▶ _読む文章_:
第177回 定例会報告

上山病院 佐藤知生

 東京,埼玉,福島,岩手,山形からと東日本全域から参加者を頂き,埼玉県立大学学生も含め事例検討会を開催しました.山形から延々5時間かけ,開始時間ぎりぎりで到着しました.医療観察法病棟の症例で,今回は発表資料・検討の記録の発送はありません.ご了承ください.

 通常治療と比較して,治療構造が意識され,より個別的・治療的な関わりができる構造.1年半での治療期間が原則とされ,33床に看護師43名,OTR2名,CP2名,PSW3名,Dr4名のスタッフでチーム医療を展開.週1回全患者さんの全職種での治療評価会議,月1回は入院患者さん含めた会議あり.

 作業療法室が病棟内で配置.個別活動もやりやすくあり.
  治療方針については,毎月の面接会議で決定される.本人からの要望,職種からの提案の上,決定.

 医療費は公費負担.外泊時に付き添う職員などもあり.
 それぞれの職種が目に見える状況でチームとして活動するために,役割を作業療法士の側も問われる職場という環境.

 そのような環境の中で,今後の展開が行き詰まった症例の検討会でした.

▶ _練習問題_:
(a) 定例会報告の中で、病棟のスタッフとして人数が書かれている職種を、人数と一緒にすべて挙げてください。
(b) 次の(i)〜(iii)が定例会報告の内容と合っているかどうか、それぞれ「はい」か「いいえ」で答え、決め手になる本文の言葉をそのまま引いてください。
(i) 治療期間は原則として1年半とされている。
(ii) 発表資料は後日参加者に送られる。
(iii) 作業療法室は病棟の外に置かれている。
(c) 定例会報告の最後の文の後に続けて、文章を書き足してください。
この後の資料は、上の定例会報告とは別のものです。

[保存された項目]
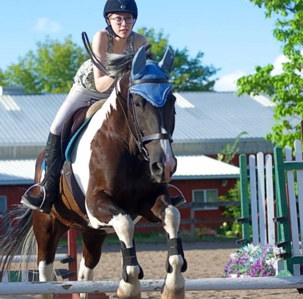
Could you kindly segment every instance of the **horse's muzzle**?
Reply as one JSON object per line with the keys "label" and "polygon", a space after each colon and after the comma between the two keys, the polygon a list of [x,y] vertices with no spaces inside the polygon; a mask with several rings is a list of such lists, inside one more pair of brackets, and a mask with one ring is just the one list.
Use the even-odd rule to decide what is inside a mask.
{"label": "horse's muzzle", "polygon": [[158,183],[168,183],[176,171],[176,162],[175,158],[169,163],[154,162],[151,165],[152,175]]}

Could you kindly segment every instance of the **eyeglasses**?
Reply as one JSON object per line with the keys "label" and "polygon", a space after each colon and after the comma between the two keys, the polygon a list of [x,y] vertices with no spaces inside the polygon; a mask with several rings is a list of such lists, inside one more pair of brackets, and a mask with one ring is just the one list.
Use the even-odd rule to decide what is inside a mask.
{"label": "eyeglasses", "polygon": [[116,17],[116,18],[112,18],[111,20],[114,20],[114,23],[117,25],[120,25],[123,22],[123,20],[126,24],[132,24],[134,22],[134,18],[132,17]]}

---

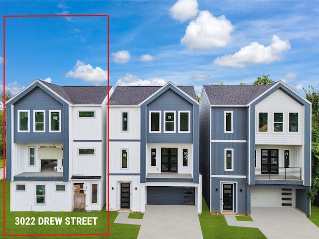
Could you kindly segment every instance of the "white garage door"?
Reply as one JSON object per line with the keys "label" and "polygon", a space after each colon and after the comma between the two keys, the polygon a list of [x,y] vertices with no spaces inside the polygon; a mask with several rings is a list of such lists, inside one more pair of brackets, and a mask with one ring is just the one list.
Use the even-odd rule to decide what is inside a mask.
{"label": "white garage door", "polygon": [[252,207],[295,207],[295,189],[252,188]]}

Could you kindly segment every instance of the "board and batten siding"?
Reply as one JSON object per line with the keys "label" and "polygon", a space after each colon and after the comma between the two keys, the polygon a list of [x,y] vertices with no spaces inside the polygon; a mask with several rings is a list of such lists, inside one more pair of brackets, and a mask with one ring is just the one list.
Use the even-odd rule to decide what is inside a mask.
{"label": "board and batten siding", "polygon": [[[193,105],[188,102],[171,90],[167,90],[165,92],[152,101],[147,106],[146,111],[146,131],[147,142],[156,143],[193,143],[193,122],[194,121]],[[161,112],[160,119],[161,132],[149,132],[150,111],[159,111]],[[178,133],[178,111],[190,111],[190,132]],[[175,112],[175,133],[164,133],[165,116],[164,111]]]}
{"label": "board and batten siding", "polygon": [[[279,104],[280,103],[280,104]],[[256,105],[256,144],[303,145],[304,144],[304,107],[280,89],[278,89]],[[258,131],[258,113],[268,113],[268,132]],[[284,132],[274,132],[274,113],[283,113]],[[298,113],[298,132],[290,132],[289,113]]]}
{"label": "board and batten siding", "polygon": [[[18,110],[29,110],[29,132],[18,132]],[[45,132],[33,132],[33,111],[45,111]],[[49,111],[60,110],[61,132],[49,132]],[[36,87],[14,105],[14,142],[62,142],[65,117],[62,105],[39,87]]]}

▶ _練習問題の答え_:
(a) 看護師43名、OTR2名、CP2名、PSW3名、Dr4名

(b)
(i) はい。「1年半での治療期間が原則とされ」
(ii) いいえ。「今回は発表資料・検討の記録の発送はありません」
(iii) いいえ。「作業療法室が病棟内で配置」

(c)
 複数の精神科病院への入院歴があり.地域住民へ暴行をはたらいてしまい,今回の医療観察法によるとなった.自らの犯罪行為を認めず,病気を認めず.入院が長引いている状況で,試行錯誤した経過の報告.

 今後の展開が見通せなくなっている状況を,どう打開していけばよいか,熱心に参加者全体で検討されました.

 作業療法で向かい合うことのできる健康的側面はとても大きく,体験からくる積み重ねが確実に生じていくものだと,またキーパーソンの作業療法士の存在の大切さ,その環境・存在を継続できることの重要さを感じた経過でした.

 詳細内容の報告ができないことは残念ですが,症例提供者の良い雰囲気,それをフォローする職場の同僚の参加,医療観察法病棟での経験のある大橋理事のスーパーバイザー的な進行・補助のもとに,充実した感,共有できた感を味わえた症例検討会でした.